:: Material provided ::
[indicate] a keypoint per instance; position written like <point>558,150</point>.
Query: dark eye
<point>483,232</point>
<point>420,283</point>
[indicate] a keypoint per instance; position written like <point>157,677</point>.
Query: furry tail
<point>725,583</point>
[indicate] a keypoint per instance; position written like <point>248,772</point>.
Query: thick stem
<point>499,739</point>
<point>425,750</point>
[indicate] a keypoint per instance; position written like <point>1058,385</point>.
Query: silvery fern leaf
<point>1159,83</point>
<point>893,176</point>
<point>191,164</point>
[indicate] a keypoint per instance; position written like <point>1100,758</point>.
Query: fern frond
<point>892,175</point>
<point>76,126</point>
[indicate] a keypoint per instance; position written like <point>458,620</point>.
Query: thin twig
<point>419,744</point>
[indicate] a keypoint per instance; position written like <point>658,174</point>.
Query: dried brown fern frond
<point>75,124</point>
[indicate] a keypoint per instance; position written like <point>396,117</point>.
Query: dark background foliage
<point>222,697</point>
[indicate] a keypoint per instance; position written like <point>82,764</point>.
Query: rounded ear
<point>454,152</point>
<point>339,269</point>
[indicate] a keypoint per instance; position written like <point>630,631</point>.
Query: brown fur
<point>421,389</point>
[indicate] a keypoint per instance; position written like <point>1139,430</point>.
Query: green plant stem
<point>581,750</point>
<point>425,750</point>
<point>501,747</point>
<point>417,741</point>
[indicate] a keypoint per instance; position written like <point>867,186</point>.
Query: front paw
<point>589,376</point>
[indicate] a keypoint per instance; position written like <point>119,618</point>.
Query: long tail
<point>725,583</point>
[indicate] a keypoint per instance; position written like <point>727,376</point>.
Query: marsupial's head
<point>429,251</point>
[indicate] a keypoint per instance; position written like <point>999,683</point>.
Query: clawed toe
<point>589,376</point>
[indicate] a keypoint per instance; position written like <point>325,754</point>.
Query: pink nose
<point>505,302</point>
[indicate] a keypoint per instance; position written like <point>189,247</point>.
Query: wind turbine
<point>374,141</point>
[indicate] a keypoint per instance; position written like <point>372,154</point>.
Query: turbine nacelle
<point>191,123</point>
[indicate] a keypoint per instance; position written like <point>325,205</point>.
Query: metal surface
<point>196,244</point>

:: Aim of the exercise ::
Repeat the listing above exactly, keeping every word as it stands.

:: Expected output ::
[indicate] a keypoint per instance; position written like <point>558,150</point>.
Query: dark eye
<point>483,232</point>
<point>420,283</point>
[indicate] a keypoint per instance; position written like <point>157,677</point>.
Query: furry tail
<point>725,583</point>
[indicate] a keypoint per instance; position written like <point>248,772</point>.
Query: thick stem
<point>499,739</point>
<point>425,750</point>
[indicate] a keypoint per instance; position written like <point>1058,385</point>.
Query: silvery fern leaf
<point>1159,83</point>
<point>893,176</point>
<point>191,164</point>
[indicate] a keypoint per instance; position written like <point>1100,758</point>.
Query: fern frond
<point>892,175</point>
<point>76,126</point>
[indicate] a keypoint per instance; position written like <point>458,620</point>.
Query: thin twig
<point>419,744</point>
[indicate] a keypoint per instance; position written like <point>658,174</point>.
Query: dried brown fern frond
<point>75,124</point>
[indicate] a keypoint per instance; position written like <point>396,117</point>.
Query: dark background foliage
<point>222,697</point>
[indicate] a keypoint per instance; position written like <point>82,764</point>.
Query: rounded ear
<point>454,152</point>
<point>339,269</point>
[indicate] a keypoint per instance; position written like <point>630,631</point>.
Query: brown fur
<point>421,389</point>
[indicate] a keypoint per instance; position written like <point>1139,430</point>.
Query: green plant stem
<point>581,750</point>
<point>425,750</point>
<point>501,747</point>
<point>417,741</point>
[indicate] a keypoint per instance; position written like <point>867,186</point>.
Query: front paw
<point>589,376</point>
[indicate] a keypoint per instance; position written like <point>119,618</point>.
Query: long tail
<point>725,583</point>
[indicate] a keypoint per instance; position written like <point>727,376</point>.
Query: marsupial's head
<point>429,251</point>
[indicate] a keypoint per instance; position written like <point>999,683</point>.
Query: clawed toe
<point>589,376</point>
[indicate] a keypoint per instance; position written like <point>325,754</point>.
Query: pink nose
<point>505,302</point>
[indicate] a keypoint per instance; position written like <point>189,247</point>.
Query: wind turbine
<point>374,141</point>
[indicate] a keypoint per instance; position written like <point>372,154</point>.
Query: turbine nacelle
<point>191,123</point>
[indicate] a keypoint per instance; position written like <point>325,205</point>.
Query: metal surface
<point>196,244</point>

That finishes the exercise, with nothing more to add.